- Born: July 13, 1992 (age 34) Fort Worth, Texas, U.S.
- Origin: New York City, U.S.
- Genres: Children's music
- Instruments: Vocals, guitar
- Years active: 2018–present

= Jules Hoffman =

Jules Hoffman (born July 13, 1992) is an American children's musician and content creator, best known for their role on the YouTube channel Songs for Littles. They are nonbinary and use they/them pronouns, and have gained recognition by their inclusive approach to children's music, emphasizing emotional expression and diversity. In 2024, they released their debut album Jamming with Jules!, which blends rock, folk, and children's music.

== Early life and education ==
Hoffman was born on July 13, 1992 in Fort Worth, Texas. From an early age, they began questioning their body and gender identity, recalling their first awareness at the age of 3. They developed an interest in music at an early age, influenced by their parents' musical tastes, including artists like Carole King and James Taylor, as well as favorite children's shows like Sesame Street and Arthur. Hoffman began playing music and writing songs at age five. At 17, they came out as gay to their family, who were supportive, especially their father. Hoffman continued to search for language to describe their gender identity and, a decade later, began identifying as transgender and nonbinary. They attended Berklee College of Music, where they earned a degree in songwriting.

== Career ==
Hoffman’s career in children’s entertainment began in 2018 when they responded to a job posting for a performer in a children's music class in New York City. With a background in music, playing instruments such as the guitar, piano, trombone, and drums, they submitted original songs and were hired by Ms. Rachel, the creator of Songs for Littles.

The in-person music classes soon transitioned to YouTube, where Songs for Littles became widely successful. The channel gained popularity during the COVID-19 pandemic, amassing over 3 million subscribers and producing videos teaching baby sign language, nursery rhymes, and various educational topics. Hoffman’s energetic and creative presence contributed to the channel's appeal.

* [Study questions]
**A.** Where did Jules Hoffman earn their songwriting degree, according to the Jules Hoffman biography?
**B.** Pick up the Jules Hoffman biography after its final sentence and keep writing.

* [Data records]
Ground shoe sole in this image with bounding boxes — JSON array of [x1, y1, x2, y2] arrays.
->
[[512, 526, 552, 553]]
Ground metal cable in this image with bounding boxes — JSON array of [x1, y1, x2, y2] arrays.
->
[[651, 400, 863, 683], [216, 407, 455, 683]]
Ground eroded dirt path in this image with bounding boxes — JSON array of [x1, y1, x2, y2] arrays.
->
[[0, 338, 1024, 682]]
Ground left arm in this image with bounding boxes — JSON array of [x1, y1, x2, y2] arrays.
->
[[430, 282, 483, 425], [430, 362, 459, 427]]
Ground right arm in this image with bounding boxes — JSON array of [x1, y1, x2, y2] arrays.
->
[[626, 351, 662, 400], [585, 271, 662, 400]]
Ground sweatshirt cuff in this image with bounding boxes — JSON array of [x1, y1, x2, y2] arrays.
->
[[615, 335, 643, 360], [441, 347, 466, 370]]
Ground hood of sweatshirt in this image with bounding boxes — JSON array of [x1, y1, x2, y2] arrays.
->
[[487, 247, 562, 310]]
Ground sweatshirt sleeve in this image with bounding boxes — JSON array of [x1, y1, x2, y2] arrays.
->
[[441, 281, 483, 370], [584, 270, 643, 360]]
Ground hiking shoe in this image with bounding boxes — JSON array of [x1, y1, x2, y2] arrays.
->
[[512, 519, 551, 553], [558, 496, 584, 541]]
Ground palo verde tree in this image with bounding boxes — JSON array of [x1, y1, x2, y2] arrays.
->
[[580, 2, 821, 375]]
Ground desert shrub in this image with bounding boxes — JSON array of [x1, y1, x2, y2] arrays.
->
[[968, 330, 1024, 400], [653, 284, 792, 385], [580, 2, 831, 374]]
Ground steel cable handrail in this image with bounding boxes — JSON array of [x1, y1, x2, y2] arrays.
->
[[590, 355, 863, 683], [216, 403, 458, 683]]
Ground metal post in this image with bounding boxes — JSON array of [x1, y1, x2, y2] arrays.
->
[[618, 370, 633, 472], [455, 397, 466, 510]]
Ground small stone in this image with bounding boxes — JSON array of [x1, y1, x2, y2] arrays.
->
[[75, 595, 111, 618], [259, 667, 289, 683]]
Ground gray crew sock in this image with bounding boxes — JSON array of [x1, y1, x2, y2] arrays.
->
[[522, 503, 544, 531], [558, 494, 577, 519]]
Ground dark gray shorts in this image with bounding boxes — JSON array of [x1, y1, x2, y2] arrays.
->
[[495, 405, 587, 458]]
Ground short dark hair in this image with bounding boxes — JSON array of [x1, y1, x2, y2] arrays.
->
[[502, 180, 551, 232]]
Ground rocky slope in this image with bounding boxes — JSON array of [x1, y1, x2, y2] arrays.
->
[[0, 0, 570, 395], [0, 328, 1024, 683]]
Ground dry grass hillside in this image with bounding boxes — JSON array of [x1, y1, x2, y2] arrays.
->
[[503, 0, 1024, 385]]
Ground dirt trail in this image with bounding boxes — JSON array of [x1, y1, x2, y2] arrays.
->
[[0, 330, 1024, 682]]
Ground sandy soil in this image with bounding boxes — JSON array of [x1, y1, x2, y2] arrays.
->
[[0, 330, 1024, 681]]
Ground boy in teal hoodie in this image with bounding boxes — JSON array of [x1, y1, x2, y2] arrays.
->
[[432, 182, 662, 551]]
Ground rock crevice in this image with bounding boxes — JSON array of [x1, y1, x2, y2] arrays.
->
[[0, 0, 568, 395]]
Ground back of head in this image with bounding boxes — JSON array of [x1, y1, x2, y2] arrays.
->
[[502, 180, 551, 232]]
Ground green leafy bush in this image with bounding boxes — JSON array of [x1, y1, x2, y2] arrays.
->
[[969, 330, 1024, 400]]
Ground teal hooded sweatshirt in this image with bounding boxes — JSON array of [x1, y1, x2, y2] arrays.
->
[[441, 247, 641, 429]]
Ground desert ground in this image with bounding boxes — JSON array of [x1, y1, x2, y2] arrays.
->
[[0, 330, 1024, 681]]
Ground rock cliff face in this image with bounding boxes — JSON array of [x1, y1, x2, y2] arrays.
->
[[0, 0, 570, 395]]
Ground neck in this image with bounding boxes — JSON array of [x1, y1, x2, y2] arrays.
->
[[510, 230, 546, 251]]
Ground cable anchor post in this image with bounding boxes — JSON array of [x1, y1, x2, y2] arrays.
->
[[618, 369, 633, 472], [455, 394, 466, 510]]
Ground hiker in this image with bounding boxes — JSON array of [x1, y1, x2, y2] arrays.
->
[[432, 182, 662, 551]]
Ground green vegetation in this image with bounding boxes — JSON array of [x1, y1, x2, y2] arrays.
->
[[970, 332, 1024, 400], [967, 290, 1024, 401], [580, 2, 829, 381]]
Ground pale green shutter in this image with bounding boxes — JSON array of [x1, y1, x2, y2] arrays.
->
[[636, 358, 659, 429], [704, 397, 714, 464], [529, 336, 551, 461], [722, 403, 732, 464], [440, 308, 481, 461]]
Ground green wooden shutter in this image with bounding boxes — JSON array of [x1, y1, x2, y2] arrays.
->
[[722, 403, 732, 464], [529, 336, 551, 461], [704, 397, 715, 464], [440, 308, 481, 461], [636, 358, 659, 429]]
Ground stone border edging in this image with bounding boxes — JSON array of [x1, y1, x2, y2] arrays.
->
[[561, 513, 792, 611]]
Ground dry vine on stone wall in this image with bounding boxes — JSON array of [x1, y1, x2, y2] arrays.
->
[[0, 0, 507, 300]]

* [Task answers]
**A.** Berklee College of Music.

**B.**
Hoffman faced backlash over their nonbinary identity. Some parents expressed concerns, claiming that the show introduced the concept of they/them pronouns to young audiences. Hoffman addressed the backlash, emphasizing the importance of focusing on the positive impact their work has on children and families.

Hoffman started a YouTube channel, Jules!, where they post children's music videos. In 2024, they released their debut album Jamming with Jules!, featuring songs like "Crabby Crab," "Pizza Party," and "Caterpillar Butterfly Thing." The album incorporates social-emotional concepts, encouraging both children and adults to embrace their emotions. Hoffman collaborated with their former band, Boketto the Wolf, and worked with producer Catho to create the album. The project aimed to appeal to parents as well, combining professional instrumentation with fun, child-friendly content.

== Personal life ==
Hoffman has spoken openly about their gender identity and their experiences growing up as a nonbinary person. They have also advocated for human rights in Qatar and elsewhere. They maintain a close relationship with their family, including their parents, who have made efforts to understand and respect Hoffman's pronouns. Hoffman often draws inspiration from their niece and nephews, whom they affectionately refer to as "niblings". After living in New York City, as of 2024, Hoffman resides in New Mexico.